Material for this task
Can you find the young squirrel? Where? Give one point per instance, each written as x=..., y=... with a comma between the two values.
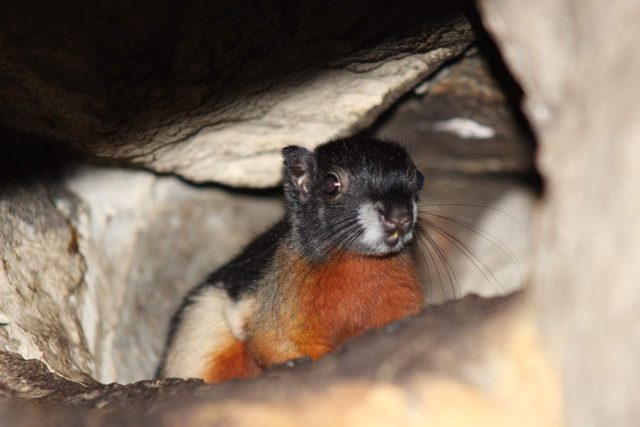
x=340, y=262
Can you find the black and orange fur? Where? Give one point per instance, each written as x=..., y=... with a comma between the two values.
x=313, y=280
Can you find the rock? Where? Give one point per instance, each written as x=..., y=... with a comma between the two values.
x=461, y=121
x=476, y=354
x=40, y=272
x=460, y=127
x=576, y=63
x=96, y=259
x=213, y=90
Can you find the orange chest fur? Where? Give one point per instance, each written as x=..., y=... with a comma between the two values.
x=350, y=295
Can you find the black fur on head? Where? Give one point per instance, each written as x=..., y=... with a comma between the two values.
x=350, y=194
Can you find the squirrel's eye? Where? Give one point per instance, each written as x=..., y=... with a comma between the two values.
x=331, y=184
x=420, y=181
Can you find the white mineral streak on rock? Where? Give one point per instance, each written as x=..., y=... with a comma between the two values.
x=465, y=128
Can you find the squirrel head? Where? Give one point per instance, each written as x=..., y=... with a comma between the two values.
x=351, y=195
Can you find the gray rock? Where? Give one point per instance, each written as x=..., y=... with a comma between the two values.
x=213, y=90
x=577, y=65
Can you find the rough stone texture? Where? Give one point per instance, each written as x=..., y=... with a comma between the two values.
x=461, y=121
x=480, y=355
x=577, y=65
x=146, y=241
x=212, y=90
x=461, y=130
x=96, y=259
x=40, y=272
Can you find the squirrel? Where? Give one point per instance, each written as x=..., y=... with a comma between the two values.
x=340, y=262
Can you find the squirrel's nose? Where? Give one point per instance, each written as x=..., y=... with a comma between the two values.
x=396, y=222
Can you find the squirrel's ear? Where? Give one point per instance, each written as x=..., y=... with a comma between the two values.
x=297, y=168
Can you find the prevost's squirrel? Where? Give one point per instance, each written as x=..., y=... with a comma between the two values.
x=340, y=262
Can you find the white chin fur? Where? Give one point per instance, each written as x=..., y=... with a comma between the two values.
x=372, y=240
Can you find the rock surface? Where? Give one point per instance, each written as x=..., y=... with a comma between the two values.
x=212, y=90
x=577, y=65
x=96, y=259
x=480, y=355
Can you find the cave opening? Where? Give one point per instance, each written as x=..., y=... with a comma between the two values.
x=113, y=215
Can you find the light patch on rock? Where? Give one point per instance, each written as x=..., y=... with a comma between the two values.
x=465, y=128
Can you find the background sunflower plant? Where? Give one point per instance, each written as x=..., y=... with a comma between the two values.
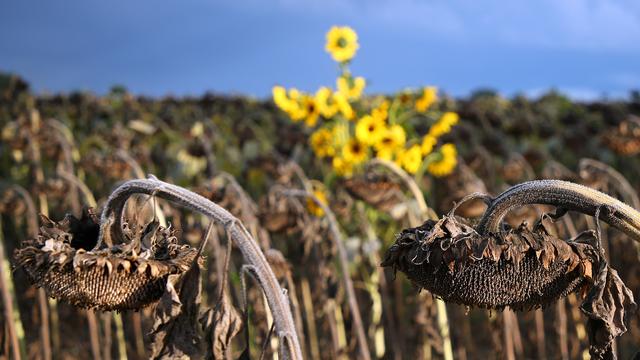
x=348, y=129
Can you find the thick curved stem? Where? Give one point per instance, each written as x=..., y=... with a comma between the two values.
x=566, y=196
x=278, y=302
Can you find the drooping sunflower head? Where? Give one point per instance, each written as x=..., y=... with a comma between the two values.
x=342, y=43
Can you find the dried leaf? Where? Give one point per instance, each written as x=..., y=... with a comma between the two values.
x=220, y=326
x=175, y=330
x=607, y=304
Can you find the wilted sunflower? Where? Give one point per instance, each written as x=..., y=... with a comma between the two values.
x=369, y=130
x=342, y=43
x=320, y=193
x=342, y=167
x=65, y=260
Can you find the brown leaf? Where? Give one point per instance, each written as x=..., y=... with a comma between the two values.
x=607, y=304
x=175, y=330
x=220, y=326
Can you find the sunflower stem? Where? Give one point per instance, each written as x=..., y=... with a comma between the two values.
x=278, y=301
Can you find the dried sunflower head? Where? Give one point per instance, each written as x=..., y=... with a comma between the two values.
x=63, y=259
x=522, y=269
x=377, y=189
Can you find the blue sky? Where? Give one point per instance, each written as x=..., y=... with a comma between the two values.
x=585, y=48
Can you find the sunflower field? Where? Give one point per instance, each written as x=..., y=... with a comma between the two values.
x=332, y=224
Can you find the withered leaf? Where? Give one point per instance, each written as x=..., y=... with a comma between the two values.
x=606, y=305
x=220, y=326
x=175, y=328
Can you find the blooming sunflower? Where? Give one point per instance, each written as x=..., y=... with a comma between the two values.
x=447, y=162
x=342, y=43
x=351, y=87
x=354, y=152
x=342, y=167
x=381, y=112
x=410, y=159
x=429, y=96
x=391, y=139
x=444, y=125
x=326, y=102
x=369, y=129
x=322, y=143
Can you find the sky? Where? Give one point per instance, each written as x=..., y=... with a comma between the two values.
x=584, y=48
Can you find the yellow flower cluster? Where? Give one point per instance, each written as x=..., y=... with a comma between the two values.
x=353, y=131
x=342, y=43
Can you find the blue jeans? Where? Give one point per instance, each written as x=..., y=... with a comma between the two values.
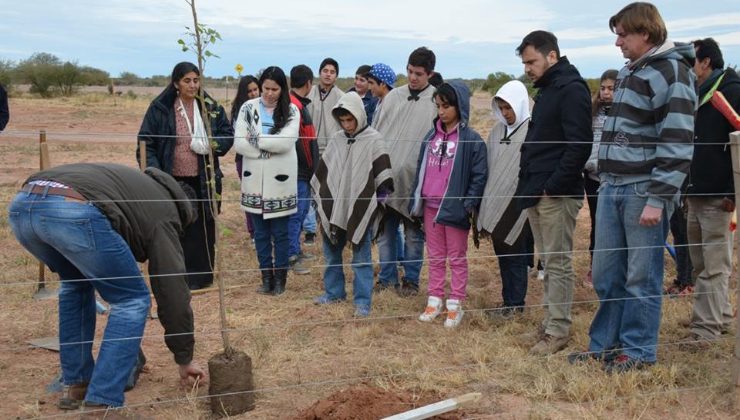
x=309, y=223
x=362, y=269
x=78, y=242
x=296, y=220
x=271, y=235
x=627, y=273
x=388, y=250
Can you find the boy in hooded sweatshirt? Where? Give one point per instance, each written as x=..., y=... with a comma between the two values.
x=450, y=179
x=350, y=185
x=500, y=213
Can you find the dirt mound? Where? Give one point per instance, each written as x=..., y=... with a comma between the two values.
x=363, y=402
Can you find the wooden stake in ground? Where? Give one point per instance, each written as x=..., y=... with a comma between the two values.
x=44, y=163
x=735, y=151
x=231, y=384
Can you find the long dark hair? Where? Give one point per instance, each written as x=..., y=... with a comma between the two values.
x=281, y=115
x=610, y=74
x=241, y=95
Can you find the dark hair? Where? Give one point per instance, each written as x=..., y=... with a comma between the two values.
x=342, y=112
x=708, y=48
x=282, y=110
x=327, y=61
x=241, y=95
x=641, y=17
x=436, y=79
x=363, y=70
x=610, y=74
x=300, y=75
x=446, y=93
x=542, y=41
x=180, y=70
x=423, y=57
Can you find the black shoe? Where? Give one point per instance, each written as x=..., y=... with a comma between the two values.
x=309, y=239
x=623, y=364
x=268, y=282
x=585, y=356
x=408, y=289
x=281, y=277
x=504, y=312
x=380, y=286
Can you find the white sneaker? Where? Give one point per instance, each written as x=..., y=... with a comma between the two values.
x=433, y=309
x=454, y=313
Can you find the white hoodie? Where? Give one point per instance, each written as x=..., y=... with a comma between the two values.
x=504, y=144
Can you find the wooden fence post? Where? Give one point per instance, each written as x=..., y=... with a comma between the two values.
x=735, y=150
x=44, y=163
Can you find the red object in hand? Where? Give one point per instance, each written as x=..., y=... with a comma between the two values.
x=720, y=103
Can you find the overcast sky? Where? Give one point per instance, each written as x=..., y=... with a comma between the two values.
x=471, y=38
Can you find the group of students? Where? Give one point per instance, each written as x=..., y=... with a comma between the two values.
x=377, y=159
x=402, y=167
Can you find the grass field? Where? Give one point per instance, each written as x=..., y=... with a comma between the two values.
x=303, y=353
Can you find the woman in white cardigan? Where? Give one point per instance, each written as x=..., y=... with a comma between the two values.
x=266, y=131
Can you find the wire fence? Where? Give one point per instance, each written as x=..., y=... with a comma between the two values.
x=213, y=332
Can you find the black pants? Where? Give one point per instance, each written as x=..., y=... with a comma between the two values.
x=591, y=188
x=512, y=259
x=198, y=241
x=680, y=241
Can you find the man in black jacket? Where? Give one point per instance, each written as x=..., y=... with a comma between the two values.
x=90, y=223
x=550, y=186
x=711, y=197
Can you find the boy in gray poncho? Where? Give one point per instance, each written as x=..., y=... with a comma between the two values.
x=352, y=181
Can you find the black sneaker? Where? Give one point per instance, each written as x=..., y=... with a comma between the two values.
x=586, y=356
x=309, y=239
x=623, y=364
x=408, y=289
x=504, y=313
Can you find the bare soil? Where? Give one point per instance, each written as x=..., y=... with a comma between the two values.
x=302, y=354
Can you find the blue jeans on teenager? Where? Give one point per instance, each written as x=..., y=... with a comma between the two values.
x=362, y=269
x=78, y=243
x=413, y=250
x=296, y=219
x=271, y=235
x=627, y=273
x=309, y=223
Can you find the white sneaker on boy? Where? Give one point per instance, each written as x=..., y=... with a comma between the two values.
x=433, y=309
x=454, y=313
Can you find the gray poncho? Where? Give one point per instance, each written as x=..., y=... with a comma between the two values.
x=404, y=123
x=350, y=172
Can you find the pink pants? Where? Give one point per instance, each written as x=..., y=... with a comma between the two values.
x=443, y=243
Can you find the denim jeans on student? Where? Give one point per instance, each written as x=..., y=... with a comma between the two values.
x=78, y=242
x=296, y=219
x=309, y=222
x=271, y=236
x=413, y=250
x=362, y=269
x=627, y=273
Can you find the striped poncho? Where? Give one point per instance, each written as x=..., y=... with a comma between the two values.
x=350, y=173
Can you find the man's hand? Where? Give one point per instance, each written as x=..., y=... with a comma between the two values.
x=727, y=205
x=191, y=374
x=651, y=216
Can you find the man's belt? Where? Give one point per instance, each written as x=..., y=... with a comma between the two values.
x=64, y=192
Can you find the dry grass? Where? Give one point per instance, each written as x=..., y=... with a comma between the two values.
x=302, y=352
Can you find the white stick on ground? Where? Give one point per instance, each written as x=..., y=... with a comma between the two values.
x=436, y=408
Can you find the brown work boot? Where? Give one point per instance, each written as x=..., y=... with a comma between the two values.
x=72, y=396
x=530, y=338
x=549, y=344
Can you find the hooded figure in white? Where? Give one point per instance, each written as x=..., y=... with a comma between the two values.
x=504, y=144
x=354, y=171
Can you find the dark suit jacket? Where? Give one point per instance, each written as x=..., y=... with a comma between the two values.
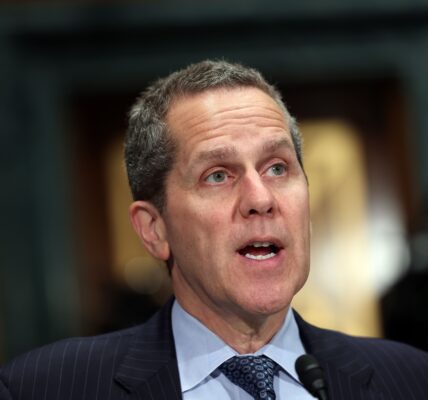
x=140, y=363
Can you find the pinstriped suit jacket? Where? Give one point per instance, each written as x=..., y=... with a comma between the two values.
x=140, y=363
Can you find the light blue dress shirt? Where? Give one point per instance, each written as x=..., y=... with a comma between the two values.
x=200, y=352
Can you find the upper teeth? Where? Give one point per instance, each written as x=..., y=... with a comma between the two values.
x=261, y=244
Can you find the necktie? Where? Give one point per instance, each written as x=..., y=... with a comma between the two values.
x=253, y=374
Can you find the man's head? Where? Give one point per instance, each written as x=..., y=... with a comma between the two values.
x=235, y=215
x=149, y=146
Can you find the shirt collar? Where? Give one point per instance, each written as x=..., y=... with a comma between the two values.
x=200, y=351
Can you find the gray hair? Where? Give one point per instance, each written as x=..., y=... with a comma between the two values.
x=149, y=148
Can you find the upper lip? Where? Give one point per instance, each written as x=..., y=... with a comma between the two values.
x=266, y=239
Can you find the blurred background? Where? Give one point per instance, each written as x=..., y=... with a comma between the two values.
x=354, y=73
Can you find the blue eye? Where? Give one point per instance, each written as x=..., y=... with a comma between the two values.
x=276, y=170
x=216, y=177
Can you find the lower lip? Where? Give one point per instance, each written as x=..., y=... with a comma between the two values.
x=272, y=262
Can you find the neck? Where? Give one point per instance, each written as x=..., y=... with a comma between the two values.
x=245, y=333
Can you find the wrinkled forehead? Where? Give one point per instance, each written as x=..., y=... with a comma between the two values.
x=221, y=105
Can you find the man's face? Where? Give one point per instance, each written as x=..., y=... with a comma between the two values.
x=237, y=214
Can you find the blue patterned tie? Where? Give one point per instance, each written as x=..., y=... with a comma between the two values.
x=253, y=374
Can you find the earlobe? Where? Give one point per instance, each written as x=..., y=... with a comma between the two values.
x=150, y=228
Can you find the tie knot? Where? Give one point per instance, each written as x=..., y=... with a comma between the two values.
x=254, y=374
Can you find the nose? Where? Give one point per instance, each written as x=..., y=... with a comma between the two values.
x=256, y=197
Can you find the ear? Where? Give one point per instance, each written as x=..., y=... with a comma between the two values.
x=150, y=227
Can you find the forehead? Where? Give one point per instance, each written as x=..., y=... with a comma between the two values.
x=220, y=111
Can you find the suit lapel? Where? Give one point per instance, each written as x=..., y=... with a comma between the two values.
x=349, y=376
x=149, y=369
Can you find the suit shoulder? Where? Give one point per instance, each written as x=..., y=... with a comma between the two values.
x=72, y=357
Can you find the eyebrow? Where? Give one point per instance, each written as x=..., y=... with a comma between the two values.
x=222, y=153
x=227, y=153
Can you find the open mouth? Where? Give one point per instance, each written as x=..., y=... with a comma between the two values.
x=259, y=250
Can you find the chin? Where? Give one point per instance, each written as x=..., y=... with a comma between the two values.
x=267, y=305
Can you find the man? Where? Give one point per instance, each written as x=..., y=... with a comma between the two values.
x=215, y=168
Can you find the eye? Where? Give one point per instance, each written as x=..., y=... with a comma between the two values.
x=216, y=177
x=276, y=170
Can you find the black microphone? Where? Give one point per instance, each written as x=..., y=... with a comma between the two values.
x=312, y=376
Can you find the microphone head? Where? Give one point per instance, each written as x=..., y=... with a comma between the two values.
x=310, y=374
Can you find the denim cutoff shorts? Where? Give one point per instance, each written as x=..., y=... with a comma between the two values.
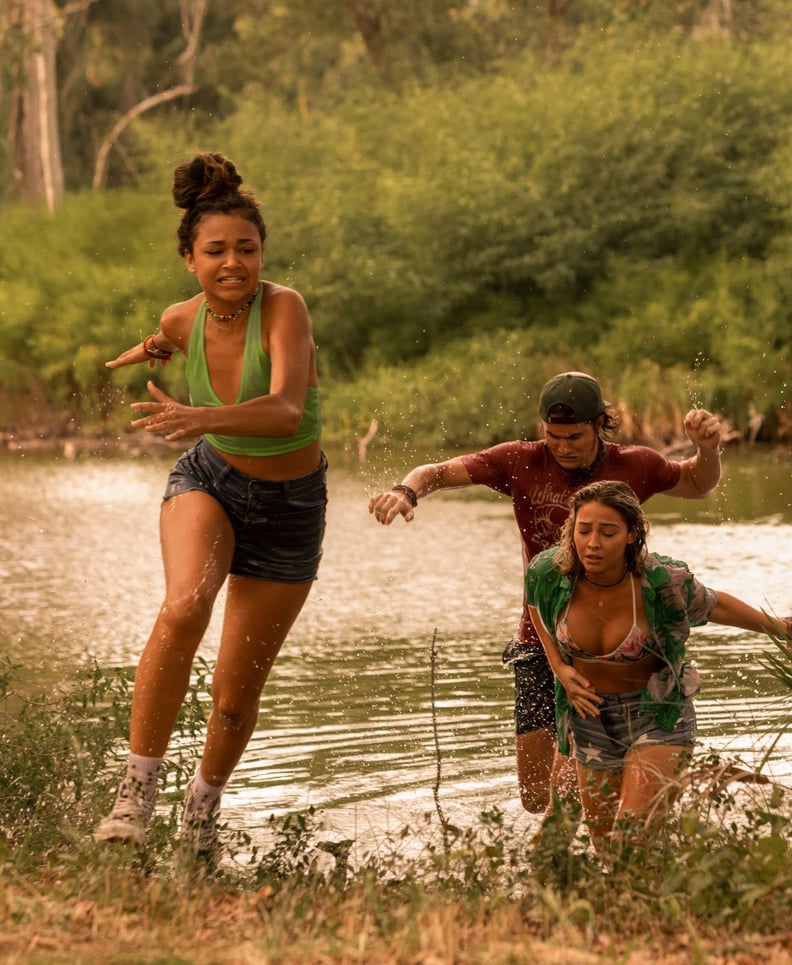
x=534, y=687
x=279, y=526
x=601, y=743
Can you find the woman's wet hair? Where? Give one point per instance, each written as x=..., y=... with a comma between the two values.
x=211, y=184
x=618, y=496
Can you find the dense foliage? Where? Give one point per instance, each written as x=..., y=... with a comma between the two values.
x=618, y=201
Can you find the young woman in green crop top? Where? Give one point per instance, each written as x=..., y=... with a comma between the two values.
x=246, y=504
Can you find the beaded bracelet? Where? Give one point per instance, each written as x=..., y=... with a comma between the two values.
x=409, y=492
x=150, y=348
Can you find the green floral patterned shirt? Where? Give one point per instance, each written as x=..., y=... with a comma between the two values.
x=674, y=601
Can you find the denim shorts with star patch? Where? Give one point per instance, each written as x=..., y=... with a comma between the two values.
x=602, y=743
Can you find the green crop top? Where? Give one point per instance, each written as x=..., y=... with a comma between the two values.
x=256, y=375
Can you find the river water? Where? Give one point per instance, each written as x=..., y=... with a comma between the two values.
x=347, y=722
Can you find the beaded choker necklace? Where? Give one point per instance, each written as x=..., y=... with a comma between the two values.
x=232, y=315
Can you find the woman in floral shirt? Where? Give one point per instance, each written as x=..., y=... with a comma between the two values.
x=614, y=620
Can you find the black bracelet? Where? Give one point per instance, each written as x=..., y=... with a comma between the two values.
x=409, y=492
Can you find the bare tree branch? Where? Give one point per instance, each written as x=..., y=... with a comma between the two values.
x=192, y=14
x=100, y=168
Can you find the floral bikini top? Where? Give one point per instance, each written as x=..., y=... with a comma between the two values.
x=632, y=648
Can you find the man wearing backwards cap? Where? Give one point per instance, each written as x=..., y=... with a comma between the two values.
x=540, y=477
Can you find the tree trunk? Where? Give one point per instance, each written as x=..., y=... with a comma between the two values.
x=35, y=139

Problem description
What you return must match, line for line, the data from the line containing "Can you find the man wearing" to its end, both ends included.

Response to the task
Can you find the man wearing backwards cap? Where? Give one point per instance, each written as x=..., y=... with a comma between the two values.
x=540, y=477
Can you find the tree trunk? Where? Give one point per instance, each written as x=..., y=... with a comma between the two values.
x=35, y=139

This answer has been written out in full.